THE TASK
Count how many of the lines below contain the string "dark". Give only the number.

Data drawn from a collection
___

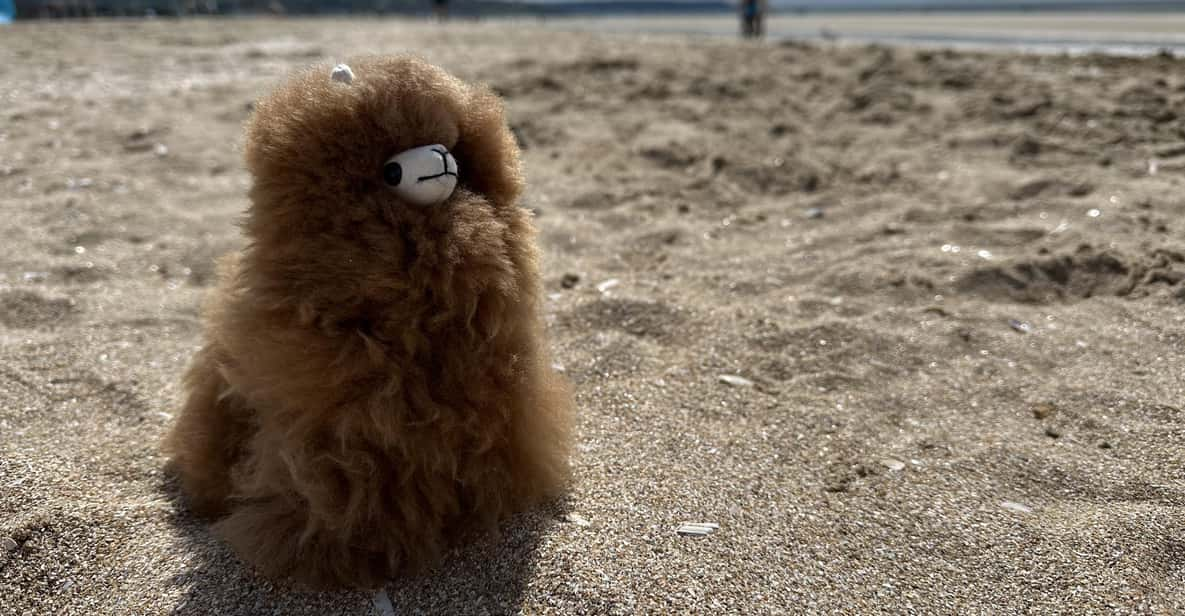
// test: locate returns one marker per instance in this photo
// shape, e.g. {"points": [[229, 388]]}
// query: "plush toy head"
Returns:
{"points": [[371, 168]]}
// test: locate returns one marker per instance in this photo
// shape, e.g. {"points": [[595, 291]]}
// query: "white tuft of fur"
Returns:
{"points": [[343, 74]]}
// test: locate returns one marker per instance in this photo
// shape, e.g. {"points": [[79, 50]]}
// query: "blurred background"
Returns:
{"points": [[1123, 27]]}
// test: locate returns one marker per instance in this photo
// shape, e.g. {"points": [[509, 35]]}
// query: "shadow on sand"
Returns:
{"points": [[486, 577]]}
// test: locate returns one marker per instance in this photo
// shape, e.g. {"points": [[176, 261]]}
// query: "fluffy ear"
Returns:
{"points": [[486, 152]]}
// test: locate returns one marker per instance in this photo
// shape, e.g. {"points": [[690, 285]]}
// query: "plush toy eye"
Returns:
{"points": [[392, 173], [423, 175]]}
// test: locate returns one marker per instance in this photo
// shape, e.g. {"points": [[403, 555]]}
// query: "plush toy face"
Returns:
{"points": [[365, 169], [423, 175]]}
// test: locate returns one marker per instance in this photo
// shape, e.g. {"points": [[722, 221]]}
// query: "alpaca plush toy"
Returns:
{"points": [[375, 380]]}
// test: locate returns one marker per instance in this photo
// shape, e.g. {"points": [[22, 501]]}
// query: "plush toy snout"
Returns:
{"points": [[423, 175]]}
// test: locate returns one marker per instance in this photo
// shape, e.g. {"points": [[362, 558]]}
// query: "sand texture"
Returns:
{"points": [[943, 290]]}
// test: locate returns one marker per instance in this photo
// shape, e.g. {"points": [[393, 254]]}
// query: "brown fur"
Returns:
{"points": [[375, 380]]}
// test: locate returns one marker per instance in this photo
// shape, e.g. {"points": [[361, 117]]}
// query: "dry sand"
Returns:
{"points": [[954, 282]]}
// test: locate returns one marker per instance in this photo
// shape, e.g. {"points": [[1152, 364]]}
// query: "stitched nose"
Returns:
{"points": [[427, 174]]}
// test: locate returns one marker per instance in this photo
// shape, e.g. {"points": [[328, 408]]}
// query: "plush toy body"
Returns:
{"points": [[375, 380]]}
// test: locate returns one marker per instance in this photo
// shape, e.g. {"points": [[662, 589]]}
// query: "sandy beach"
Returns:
{"points": [[907, 325]]}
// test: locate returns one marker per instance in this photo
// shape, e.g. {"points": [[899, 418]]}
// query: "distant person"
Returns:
{"points": [[753, 18]]}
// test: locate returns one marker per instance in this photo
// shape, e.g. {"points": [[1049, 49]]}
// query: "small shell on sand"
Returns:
{"points": [[697, 528]]}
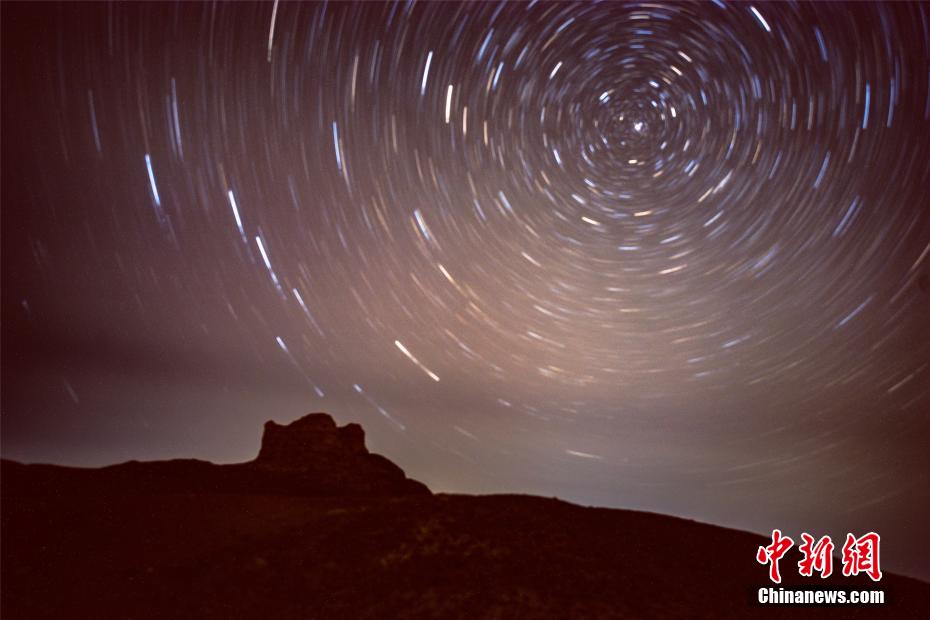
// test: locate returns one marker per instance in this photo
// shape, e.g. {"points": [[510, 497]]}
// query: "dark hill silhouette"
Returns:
{"points": [[317, 527], [310, 456]]}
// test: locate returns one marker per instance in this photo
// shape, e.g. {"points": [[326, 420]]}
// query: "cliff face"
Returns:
{"points": [[310, 456], [316, 451], [312, 439]]}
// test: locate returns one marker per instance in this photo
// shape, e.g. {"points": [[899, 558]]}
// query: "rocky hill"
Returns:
{"points": [[317, 527]]}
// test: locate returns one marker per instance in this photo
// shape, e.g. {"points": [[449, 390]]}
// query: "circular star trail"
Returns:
{"points": [[671, 256]]}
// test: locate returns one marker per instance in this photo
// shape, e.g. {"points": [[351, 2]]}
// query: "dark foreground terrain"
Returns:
{"points": [[316, 527]]}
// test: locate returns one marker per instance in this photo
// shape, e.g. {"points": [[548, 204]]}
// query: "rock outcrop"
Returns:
{"points": [[310, 456], [316, 451]]}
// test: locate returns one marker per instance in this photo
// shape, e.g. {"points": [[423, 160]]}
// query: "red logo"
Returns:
{"points": [[860, 555]]}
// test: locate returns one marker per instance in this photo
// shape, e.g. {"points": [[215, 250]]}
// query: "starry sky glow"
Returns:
{"points": [[665, 257]]}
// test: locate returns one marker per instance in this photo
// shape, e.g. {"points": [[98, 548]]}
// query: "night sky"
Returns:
{"points": [[662, 257]]}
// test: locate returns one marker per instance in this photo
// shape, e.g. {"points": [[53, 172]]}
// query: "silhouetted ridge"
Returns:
{"points": [[310, 456]]}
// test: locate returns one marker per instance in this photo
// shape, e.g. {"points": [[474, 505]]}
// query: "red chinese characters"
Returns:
{"points": [[817, 557], [773, 553], [860, 555]]}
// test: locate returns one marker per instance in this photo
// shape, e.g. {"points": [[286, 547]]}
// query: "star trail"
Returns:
{"points": [[660, 256]]}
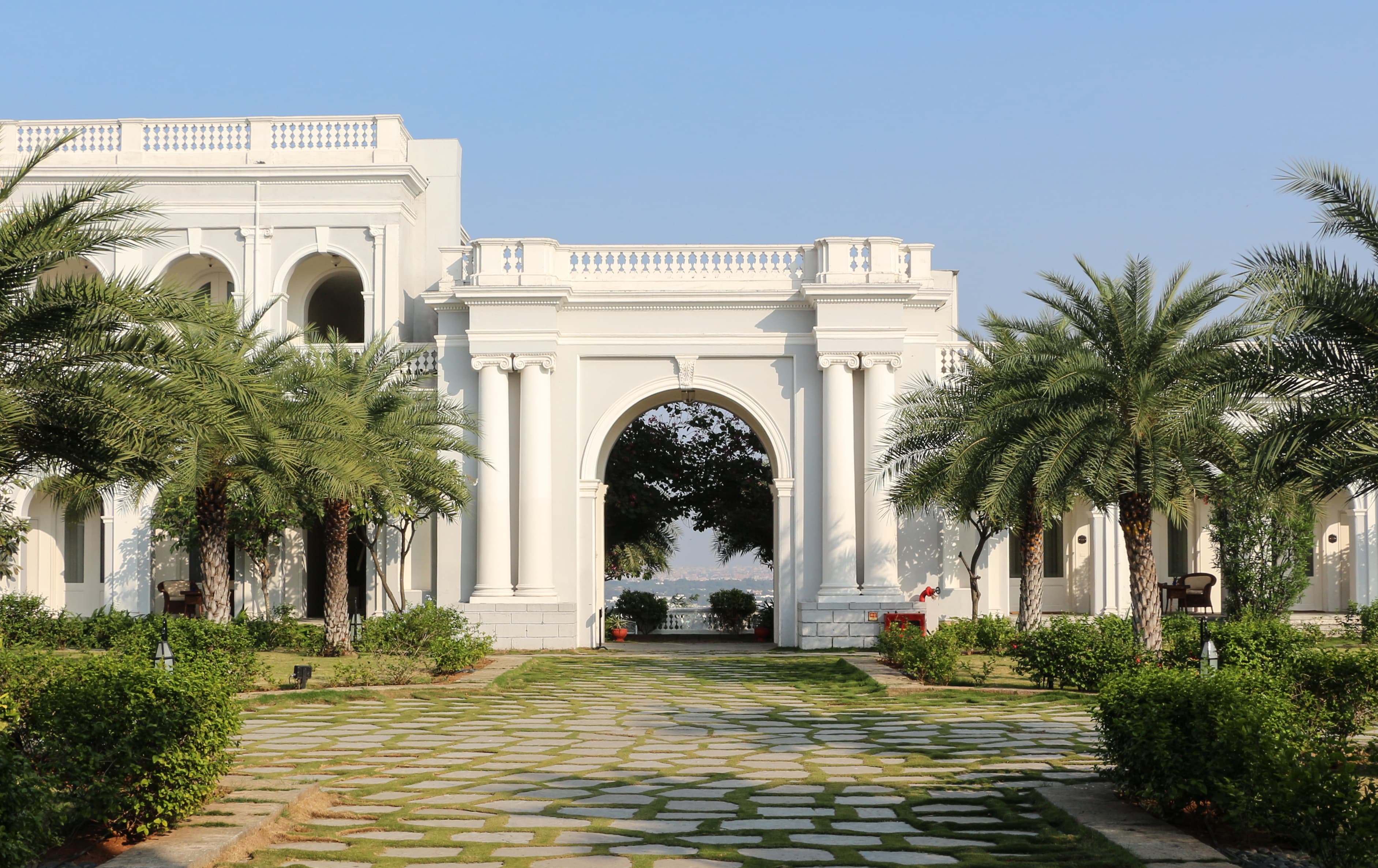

___

RESULT BELOW
2